* Given problem 1: Please state what fills the space a possible extra teaching gig would occupy, according to the schedule-planning text below.

* Source extract:

At some point in this process, I realize I want color blocks to help me visualize my week without reading, so I start adding those. And then once the color blocks start coming together, I realize that a visual breaks for lunch would probably help, so I add a row (columns merged, text aligned center-center) for that. And, hey! It does help!

I briefly decide that I need a separate row for my potential second teaching job, so I add one. Then I change my mind, since adding the row in question will make the whole schedule less meaningful visually, and I remove that row and decide that I’ll just add a note at the top of each work cell (and probably make them different colors if I teach at more than one place).

For now, since I’m not 100% sure I’ll have an extra teaching gig, I’ve filled in the space it would occupy with question marks (???). It could take place on Thursday instead of Friday, but Friday seems more likely, and so the overall shape of the week in this draft is settled.

[Data records]
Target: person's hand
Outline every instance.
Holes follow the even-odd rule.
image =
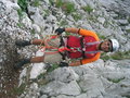
[[[57,28],[57,29],[55,29],[55,33],[57,35],[61,35],[63,32],[65,32],[65,28]]]
[[[61,68],[68,66],[68,63],[66,63],[66,62],[61,62],[61,63],[60,63],[60,66],[61,66]]]

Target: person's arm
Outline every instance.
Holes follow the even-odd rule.
[[[57,35],[61,35],[63,32],[68,32],[68,33],[74,33],[78,34],[80,28],[74,28],[74,27],[68,27],[68,28],[57,28],[55,29],[55,33]]]
[[[65,32],[78,34],[80,28],[68,27],[65,28]]]
[[[98,59],[100,59],[101,52],[98,52],[93,58],[90,59],[82,59],[81,60],[81,64],[87,64],[87,63],[91,63],[93,61],[96,61]]]

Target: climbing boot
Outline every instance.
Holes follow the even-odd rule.
[[[18,63],[16,63],[14,69],[21,69],[24,64],[27,64],[27,63],[30,63],[30,59],[23,59]]]
[[[31,45],[31,42],[29,40],[16,40],[15,45],[20,47],[25,47]]]

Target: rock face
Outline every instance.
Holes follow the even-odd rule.
[[[94,30],[103,37],[117,38],[119,51],[130,51],[129,0],[62,0],[74,3],[76,11],[70,13],[65,5],[56,8],[58,0],[25,0],[27,7],[20,1],[0,0],[0,98],[130,97],[130,60],[100,59],[50,72],[44,63],[24,66],[21,73],[13,69],[21,58],[40,53],[35,46],[17,48],[16,39],[41,39],[54,34],[57,27]],[[13,88],[22,93],[14,93]]]

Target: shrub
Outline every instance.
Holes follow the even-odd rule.
[[[86,7],[82,7],[81,9],[88,13],[91,13],[93,11],[93,9],[89,4]]]

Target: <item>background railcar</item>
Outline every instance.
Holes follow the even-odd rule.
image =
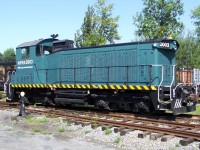
[[[195,110],[192,86],[176,84],[176,40],[74,48],[73,41],[36,40],[16,49],[7,100],[21,91],[31,102],[90,104],[134,112]]]

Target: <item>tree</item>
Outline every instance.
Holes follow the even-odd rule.
[[[192,10],[192,18],[195,20],[194,25],[196,26],[197,36],[200,38],[200,5]]]
[[[8,48],[3,53],[4,57],[14,57],[15,56],[15,50],[13,48]]]
[[[176,53],[176,62],[178,68],[200,67],[200,44],[194,33],[188,33],[185,37],[178,37],[180,44],[179,50]]]
[[[88,6],[81,29],[75,33],[77,47],[104,45],[120,39],[119,17],[112,17],[112,10],[113,4],[106,5],[105,0],[97,0],[94,6]]]
[[[136,34],[145,39],[177,37],[184,29],[180,22],[183,15],[181,0],[143,0],[144,9],[133,17]]]

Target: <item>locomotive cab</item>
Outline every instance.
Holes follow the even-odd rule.
[[[7,100],[89,104],[98,109],[174,114],[195,110],[196,94],[176,84],[176,40],[74,48],[72,40],[41,39],[16,50]]]

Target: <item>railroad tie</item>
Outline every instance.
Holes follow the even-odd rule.
[[[126,135],[126,133],[128,133],[130,131],[133,131],[133,129],[123,129],[123,130],[120,131],[120,135],[124,136],[124,135]]]
[[[147,135],[151,134],[150,132],[142,132],[142,133],[138,133],[138,138],[145,138]]]
[[[162,141],[162,142],[167,142],[168,140],[171,140],[171,139],[173,139],[173,138],[175,138],[175,136],[173,136],[173,135],[165,135],[165,136],[163,136],[163,137],[161,138],[161,141]]]
[[[190,143],[192,143],[192,142],[194,142],[194,139],[185,138],[185,139],[180,140],[179,143],[180,143],[182,146],[187,146],[188,144],[190,144]]]
[[[114,127],[114,132],[121,132],[121,130],[125,129],[124,127]]]
[[[111,125],[110,126],[109,125],[104,125],[104,126],[101,127],[101,130],[104,131],[104,130],[110,129],[110,128],[112,128]]]
[[[96,129],[98,128],[99,126],[101,126],[100,124],[91,124],[91,128],[92,129]]]
[[[150,135],[150,140],[155,141],[155,140],[157,140],[158,138],[160,138],[160,137],[162,137],[162,136],[164,136],[164,134],[162,134],[162,133],[152,133],[152,134]]]
[[[80,121],[80,120],[78,120],[78,121],[74,121],[74,124],[75,125],[80,125],[80,124],[82,124],[83,122],[82,121]]]
[[[82,127],[85,127],[85,126],[88,126],[88,125],[90,125],[90,124],[91,124],[90,122],[82,122],[82,123],[81,123],[81,126],[82,126]]]

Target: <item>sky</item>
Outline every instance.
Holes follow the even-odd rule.
[[[59,39],[74,40],[80,29],[88,5],[97,0],[0,0],[0,52],[16,48],[23,42],[49,38],[59,34]],[[191,20],[191,10],[200,5],[199,0],[182,0],[185,13],[181,21],[186,31],[195,29]],[[134,40],[133,16],[143,9],[142,0],[107,0],[114,4],[113,17],[119,16],[118,32],[121,40]]]

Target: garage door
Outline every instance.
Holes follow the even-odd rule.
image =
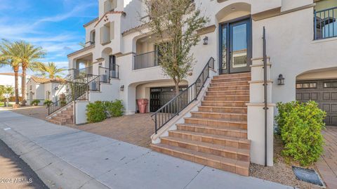
[[[337,126],[337,79],[297,82],[296,100],[316,101],[326,112],[326,124]]]

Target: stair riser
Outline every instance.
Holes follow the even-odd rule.
[[[191,119],[189,118],[185,118],[185,122],[186,124],[191,124],[206,125],[206,126],[211,126],[214,127],[216,126],[216,128],[219,128],[219,129],[237,128],[237,129],[247,129],[246,124],[226,122],[220,122],[217,120],[198,120],[198,119]]]
[[[230,78],[238,78],[238,77],[251,77],[251,73],[241,73],[241,74],[220,74],[213,77],[213,79],[230,79]]]
[[[228,108],[228,107],[199,107],[199,111],[200,112],[217,112],[217,113],[239,113],[239,114],[246,114],[246,108]]]
[[[224,82],[224,83],[214,83],[211,84],[211,86],[241,86],[241,85],[248,85],[248,82]]]
[[[249,95],[249,91],[207,91],[206,92],[206,96],[225,96],[225,95]]]
[[[178,126],[178,130],[181,130],[181,131],[202,133],[206,134],[220,135],[220,136],[230,136],[230,137],[237,137],[240,138],[247,138],[247,133],[244,133],[244,132],[234,131],[230,130],[227,130],[227,131],[219,130],[216,128],[201,128],[201,127],[185,126],[181,126],[181,125],[178,125],[177,126]]]
[[[237,159],[237,160],[240,160],[244,162],[249,161],[249,155],[237,154],[235,152],[225,151],[224,150],[220,150],[220,149],[213,149],[213,148],[210,148],[204,146],[198,146],[192,143],[182,143],[180,141],[174,141],[171,140],[169,141],[169,140],[166,140],[166,138],[161,138],[161,143],[163,144],[176,146],[179,148],[183,148],[194,150],[197,152],[212,154],[214,155],[218,155],[218,156],[220,156],[226,158],[230,158],[230,159]]]
[[[249,144],[246,143],[241,143],[239,141],[225,140],[221,138],[213,138],[212,137],[206,137],[192,134],[168,132],[168,136],[180,138],[188,139],[194,141],[204,142],[211,144],[220,145],[223,146],[229,146],[244,150],[249,150],[250,146]]]
[[[205,96],[204,100],[249,101],[249,96]]]
[[[201,105],[204,106],[229,106],[229,107],[246,107],[246,102],[211,102],[203,101]]]
[[[236,91],[236,90],[249,90],[249,86],[216,86],[216,87],[209,87],[208,89],[209,91]]]
[[[251,81],[251,77],[238,77],[238,78],[227,78],[227,79],[212,79],[211,83],[224,83],[224,82],[249,82]]]
[[[65,115],[74,115],[74,113],[72,112],[72,111],[68,111],[68,110],[62,111],[61,113],[62,113],[62,114],[65,114]]]
[[[71,115],[58,114],[58,117],[63,117],[63,118],[65,118],[65,119],[72,119],[72,117],[74,116]]]
[[[56,120],[53,120],[53,119],[48,119],[47,121],[48,122],[51,122],[51,123],[54,124],[58,124],[58,125],[64,125],[65,124],[62,122],[58,122],[58,121],[56,121]]]
[[[185,159],[197,164],[209,166],[215,169],[223,170],[225,171],[238,174],[242,176],[249,176],[249,168],[243,169],[237,167],[235,165],[228,164],[212,159],[207,159],[205,157],[197,157],[191,154],[185,154],[180,152],[163,149],[157,146],[152,146],[151,148],[158,152],[168,155],[180,159]]]
[[[225,119],[231,121],[247,121],[246,115],[222,115],[191,112],[192,117],[209,118],[214,119]]]
[[[66,119],[66,118],[63,118],[63,117],[53,117],[51,119],[54,119],[54,120],[56,120],[56,121],[58,121],[58,122],[62,122],[62,123],[67,122],[67,119]]]

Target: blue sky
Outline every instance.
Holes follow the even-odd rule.
[[[98,0],[0,0],[0,39],[41,46],[48,53],[42,62],[67,67],[67,55],[81,48],[83,25],[98,16]]]

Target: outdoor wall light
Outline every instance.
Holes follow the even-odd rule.
[[[284,77],[283,77],[282,74],[279,75],[277,80],[279,81],[278,85],[284,85]]]
[[[204,38],[204,45],[208,45],[209,44],[209,37],[207,36],[205,36],[205,38]]]

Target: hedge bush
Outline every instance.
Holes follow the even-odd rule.
[[[302,166],[317,161],[323,152],[326,112],[314,101],[277,103],[276,122],[284,145],[282,152]]]
[[[120,117],[123,115],[124,106],[121,100],[115,101],[96,101],[89,103],[86,106],[87,121],[89,123],[95,123],[103,121],[111,117]]]
[[[38,106],[40,103],[41,103],[40,100],[34,100],[30,103],[30,105]]]
[[[86,119],[89,123],[100,122],[107,118],[104,104],[96,101],[86,105]]]

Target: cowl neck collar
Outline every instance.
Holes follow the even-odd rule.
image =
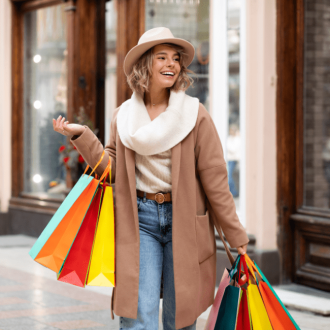
[[[180,143],[195,127],[199,100],[171,91],[168,107],[151,120],[143,96],[133,93],[117,115],[117,130],[125,147],[140,155],[159,154]]]

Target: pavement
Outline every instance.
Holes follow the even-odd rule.
[[[110,317],[112,289],[58,282],[28,255],[34,242],[0,236],[0,330],[119,329],[119,317]],[[330,330],[328,293],[294,284],[276,291],[301,330]],[[197,330],[204,329],[209,310],[198,318]]]

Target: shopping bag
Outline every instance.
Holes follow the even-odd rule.
[[[228,285],[223,295],[214,330],[235,330],[241,288]]]
[[[247,263],[261,277],[258,287],[274,330],[300,330],[258,265],[247,256]]]
[[[32,259],[35,259],[42,247],[45,245],[51,234],[54,232],[56,227],[62,221],[64,216],[68,213],[72,205],[76,202],[76,200],[80,197],[80,195],[85,191],[87,186],[93,180],[92,176],[88,176],[83,174],[75,186],[71,189],[69,195],[65,198],[61,206],[58,208],[46,228],[43,230],[38,240],[32,246],[29,255]]]
[[[84,175],[86,174],[84,173]],[[79,198],[53,230],[52,234],[35,257],[35,261],[55,272],[60,271],[92,198],[94,197],[98,184],[99,180],[91,179],[87,188],[80,194]]]
[[[102,188],[98,188],[98,191],[93,198],[93,201],[78,231],[77,237],[74,240],[70,252],[63,264],[62,270],[58,275],[59,281],[81,287],[85,286],[102,193]]]
[[[85,191],[53,231],[36,258],[36,262],[58,273],[77,235],[99,181],[92,179]]]
[[[241,298],[241,288],[236,283],[236,278],[238,279],[240,276],[240,273],[237,272],[237,269],[241,267],[240,257],[240,255],[237,257],[229,272],[230,284],[225,288],[214,330],[235,330],[236,328],[237,312]],[[212,328],[209,329],[213,330]]]
[[[115,286],[115,218],[111,181],[110,186],[104,186],[87,285]]]
[[[229,272],[226,268],[223,272],[223,275],[222,275],[222,278],[221,278],[221,281],[219,284],[219,288],[218,288],[217,294],[215,296],[214,303],[211,307],[210,314],[207,318],[204,330],[214,330],[214,326],[217,321],[221,301],[222,301],[225,289],[229,285],[229,283],[230,283],[230,277],[229,277]]]
[[[100,160],[95,165],[93,172],[98,167],[98,165],[101,163],[103,157],[105,155],[105,152],[103,152]],[[64,216],[68,213],[68,211],[71,209],[73,204],[77,201],[77,199],[80,197],[80,195],[85,191],[85,189],[89,186],[91,181],[93,180],[93,177],[91,175],[86,175],[86,171],[88,170],[89,166],[86,167],[86,170],[84,174],[79,178],[78,182],[74,185],[74,187],[71,189],[68,196],[65,198],[63,203],[60,205],[60,207],[57,209],[45,229],[42,231],[41,235],[37,239],[37,241],[32,246],[31,250],[29,251],[29,255],[32,257],[32,259],[35,259],[37,255],[39,254],[40,250],[43,248],[49,237],[52,235],[54,230],[57,228],[59,223],[62,221]],[[92,172],[92,173],[93,173]],[[92,174],[91,173],[91,174]]]
[[[253,330],[273,330],[256,284],[249,283],[247,296]]]
[[[236,330],[252,330],[247,293],[244,288],[241,289],[242,297],[238,309]]]

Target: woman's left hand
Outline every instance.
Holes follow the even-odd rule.
[[[236,249],[237,249],[237,252],[239,254],[244,255],[246,253],[246,250],[247,250],[247,244],[242,245],[242,246],[240,246],[240,247],[238,247]]]

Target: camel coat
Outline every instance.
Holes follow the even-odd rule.
[[[116,127],[115,111],[105,151],[112,161],[116,186],[116,287],[111,303],[115,314],[137,318],[139,290],[139,219],[135,183],[135,151],[126,148]],[[72,140],[90,166],[103,146],[90,129]],[[102,174],[108,157],[97,169]],[[176,329],[189,326],[214,301],[216,243],[221,228],[231,247],[248,243],[229,191],[226,162],[212,118],[202,104],[194,129],[172,148],[172,245]],[[112,314],[113,315],[113,314]]]

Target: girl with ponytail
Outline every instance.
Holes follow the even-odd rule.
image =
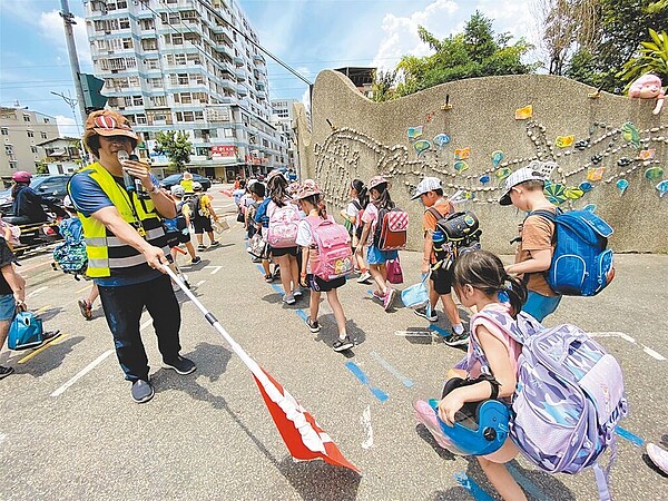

* Given problem 2: List each line of the records above that contains the string "hand".

* Problem solution 1: Question marks (???).

* Problem solution 2:
Target: person's hand
Target: woman's left hand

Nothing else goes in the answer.